» INSTRUCTIONS TO FOLLOW:
The records that follow must be repeated exactly, minus the images.

RECORDS START

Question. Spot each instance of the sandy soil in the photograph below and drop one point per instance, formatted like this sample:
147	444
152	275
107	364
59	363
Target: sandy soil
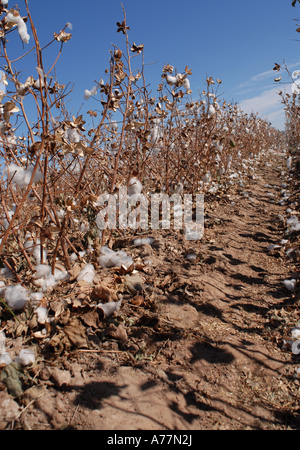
200	348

RECORDS END

» OUTPUT FOR THIS EXERCISE:
Question. Spot each instance of the sandy soil in the photograph below and drop one point per instance, formatted like this sample:
147	444
152	275
107	364
59	363
Target: sandy soil
200	348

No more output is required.